* _EXERCISE PROMPT_: Recast every one of the records below as a two-column CSV with the headers "query" and "points," giving one row per record. Put each record's text and its answer in a single quoted field, with line breaks replaced by spaces.

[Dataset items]
-------------------------

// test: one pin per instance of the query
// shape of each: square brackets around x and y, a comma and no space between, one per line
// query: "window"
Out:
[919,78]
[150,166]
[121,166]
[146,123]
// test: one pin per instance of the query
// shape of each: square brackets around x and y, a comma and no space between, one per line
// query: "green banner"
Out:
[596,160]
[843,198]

-------------------------

* _FINAL RESULT_:
query,points
"// test: one pin per instance of the query // shape of each: square brackets around x and y, a comma and no space between, one per line // query: ""window"" Out:","[919,78] [150,166] [121,166] [146,123]"
"// test: one pin per instance of the query // shape of each: square brackets around x and y, a comma and no space between, one per line // query: ""green banner"" Out:","[596,160] [843,198]"